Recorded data
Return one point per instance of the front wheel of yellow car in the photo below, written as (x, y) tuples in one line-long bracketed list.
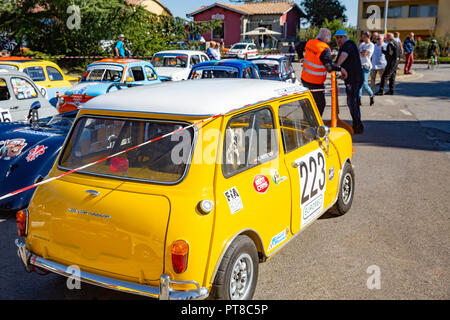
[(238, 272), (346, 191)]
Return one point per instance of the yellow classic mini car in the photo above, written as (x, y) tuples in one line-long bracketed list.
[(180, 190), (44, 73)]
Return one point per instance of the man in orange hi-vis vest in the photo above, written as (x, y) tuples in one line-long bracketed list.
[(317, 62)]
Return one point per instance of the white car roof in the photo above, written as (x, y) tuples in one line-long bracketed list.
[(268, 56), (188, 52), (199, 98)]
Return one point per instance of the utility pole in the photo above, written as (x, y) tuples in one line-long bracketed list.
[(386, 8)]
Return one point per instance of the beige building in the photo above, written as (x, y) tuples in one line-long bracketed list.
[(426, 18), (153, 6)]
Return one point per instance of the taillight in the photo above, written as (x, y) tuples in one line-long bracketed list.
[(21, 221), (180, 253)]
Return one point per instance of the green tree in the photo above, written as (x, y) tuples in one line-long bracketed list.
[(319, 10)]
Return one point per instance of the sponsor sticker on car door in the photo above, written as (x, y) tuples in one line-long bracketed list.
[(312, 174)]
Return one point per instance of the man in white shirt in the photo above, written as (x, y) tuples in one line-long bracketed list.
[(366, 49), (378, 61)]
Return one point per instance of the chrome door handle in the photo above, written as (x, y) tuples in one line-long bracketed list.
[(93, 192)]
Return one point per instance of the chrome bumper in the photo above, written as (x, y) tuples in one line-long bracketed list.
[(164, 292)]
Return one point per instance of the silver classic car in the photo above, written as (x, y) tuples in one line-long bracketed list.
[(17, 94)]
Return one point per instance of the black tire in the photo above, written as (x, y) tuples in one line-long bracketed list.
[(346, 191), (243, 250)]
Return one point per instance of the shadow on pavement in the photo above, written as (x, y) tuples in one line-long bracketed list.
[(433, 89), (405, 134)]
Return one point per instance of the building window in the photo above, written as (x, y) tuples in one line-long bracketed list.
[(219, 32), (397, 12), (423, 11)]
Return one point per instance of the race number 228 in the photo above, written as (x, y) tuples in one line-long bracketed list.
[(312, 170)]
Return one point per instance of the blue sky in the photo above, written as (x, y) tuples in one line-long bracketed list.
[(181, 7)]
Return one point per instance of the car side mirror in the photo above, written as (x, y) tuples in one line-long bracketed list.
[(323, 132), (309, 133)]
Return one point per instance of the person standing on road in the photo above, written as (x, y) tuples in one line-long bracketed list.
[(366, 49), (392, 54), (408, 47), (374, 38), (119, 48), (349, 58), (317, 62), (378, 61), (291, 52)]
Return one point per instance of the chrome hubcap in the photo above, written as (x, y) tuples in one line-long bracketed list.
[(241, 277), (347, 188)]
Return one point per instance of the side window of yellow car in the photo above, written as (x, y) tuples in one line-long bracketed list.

WRITTEN REQUEST: Copy every line of the data word for word, omitting the images.

ANSWER IN FULL:
Return one point per instance of the front wheel of yellow car in the photo below, written as (x, y) tuples in one line-long bracketed list.
[(238, 272), (346, 191)]
Return one point per instance of the yellow classic mini car in the photo above, written as (x, y) tuples in one line-long bracketed list.
[(180, 190), (44, 73)]
Return one point per instance of the man in orange hi-vis vest in the photo above, written as (x, y) tuples in one line-long bracketed list.
[(317, 62)]
Return one point per instance of the white car roof in the photo above, written as (x, y) tuples in one line-long bracketed list.
[(268, 56), (188, 52), (199, 98)]
Return one point per instance of the utility pole in the photo above, written as (x, y) tuples in one line-long bracketed list.
[(386, 8)]
Return one point per instance of the beige building in the photo above, written as (x, y) tuples in one line-long bracketed list.
[(426, 18), (153, 6)]
Return one point per instance of the taillight in the photo above, written as (x, y) tuples in one line-long bracketed list.
[(21, 221), (180, 253)]
Return one point per instance of the green tree in the photo above, written as (x, y) tuples in one line-long bracketed list.
[(319, 10)]
Return one point per instance of the sponsor sticker on car door in the photo above, written as (x, y) tuples in one line-long bracketed list.
[(312, 174)]
Return one point per instance of the man in white shirt in the photo above, written as (x, y) tuples in one line-long bracketed list.
[(366, 49), (378, 61)]
Return one point per instance of the chrome door handle in the photo above, written as (x, y) tuples in one line-long bracketed list.
[(93, 192)]
Return one point per instance of the chrome bumper in the photo above, written as (x, y) tuples in one line-long bracketed list.
[(164, 292)]
Return one point per instance of the silver classic car in the photo above, written as (x, y) tuples in one line-long bracketed list.
[(17, 94)]
Return one point per instance of the black tire in the photo above, written as (x, y) tuples in one line-long bracketed list.
[(346, 191), (243, 250)]
Return one point per instance of the shadow on pavement in the photo above, written as (x, y) tuples in one line-long bracketed list.
[(433, 89), (405, 134)]
Return one point per instance of the building window in the photo above, written as (x, y) tuples in one line-long bracketed list.
[(219, 32), (397, 12), (423, 11)]
Return one point per instance of the race number 228 in the photo above, written as (x, y) tuples in one line-long bracketed list.
[(312, 170)]
Return one point per instance of the blue sky in the photo above, written as (x, y) tuples in one line-long bracketed list.
[(181, 7)]
Return one point per instance of the car side mirror in the photo above, written as (x, y) tuples in one line-long bracketed list.
[(323, 132), (309, 133)]
Return one point per instance of the person standing on road in the photo above, written as (x, y) tuples in one line-long bracketed list.
[(366, 49), (392, 54), (408, 47), (374, 38), (119, 48), (349, 58), (317, 62), (378, 61), (291, 52)]
Return one point per instance of the chrome hubcap in the photo above, written as (x, y) tuples in one line-long bracketed list.
[(241, 277), (347, 188)]
Return one point per instance of the side window of yellow car in the photo above, written as (x, y) tuples in one line-long bracketed list.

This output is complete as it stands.